Inclusione scolastica

Così aiuteremo gli alunni nello spettro a star meglio in classe

L'Università Cattolica di Milano, attraverso il Cedisma, ha avviato un progetto assieme al Centro per l'autismo Cascina San Vincenzo e alla scuola polo per l'inclusione della provincia di Monza e Brianza. L'obbiettivo? Creare delle linee guida e dei protocolli per migliorare il benessere degli studenti autistici

di Veronica Rossi

Come si può rendere la scuola un luogo più inclusivo per le persone autistiche? È a questa domanda che cerca di rispondere il progetto In-aut School, lanciato dall’Università Cattolica di Milano attraverso il Centro studi e ricerche sulla disabilità e marginalità – Cedisma e finanziato dalla Fondazione italiana autismo – Fia, con partner il Centro per l’autismo “Cacina San Vincenzo” e la Scuola Polo per l’inclusione della provincia Monza e Brianza, presso l’istituto comprensivo Gianni Rodari di Seregno. Si tratta di un’iniziativa che cerca di rispondere all’esigenza sempre più presente nella scuola italiana di capire come adattarsi ai bisogni degli studenti autistici: a oggi, nel nostro Paese, un bambino su 77 tra i sette e i nove anni ricade nello spettro.

• Compiti dell'esercizio:
[A] Quale fondazione finanzia il progetto In-aut School secondo l'articolo?
[B] Trascrivi dall'articolo il passo da "Come si può" a "ricade nello spettro.".
I dati sono un materiale separato e indipendente dall'articolo.

• Estratto dei dati:
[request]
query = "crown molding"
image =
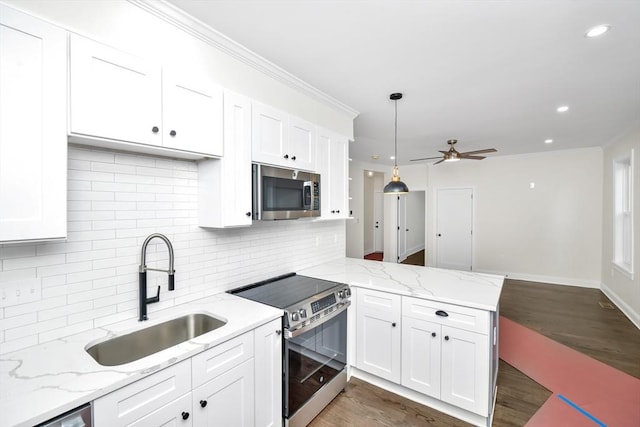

• Soluzioni ai compiti:
[A] La Fondazione italiana autismo (Fia).

[B]
Come si può rendere la scuola un luogo più inclusivo per le persone autistiche? È a questa domanda che cerca di rispondere il progetto In-aut School, lanciato dall’Università Cattolica di Milano attraverso il Centro studi e ricerche sulla disabilità e marginalità – Cedisma e finanziato dalla Fondazione italiana autismo – Fia, con partner il Centro per l’autismo “Cacina San Vincenzo” e la Scuola Polo per l’inclusione della provincia Monza e Brianza, presso l’istituto comprensivo Gianni Rodari di Seregno. Si tratta di un’iniziativa che cerca di rispondere all’esigenza sempre più presente nella scuola italiana di capire come adattarsi ai bisogni degli studenti autistici: a oggi, nel nostro Paese, un bambino su 77 tra i sette e i nove anni ricade nello spettro.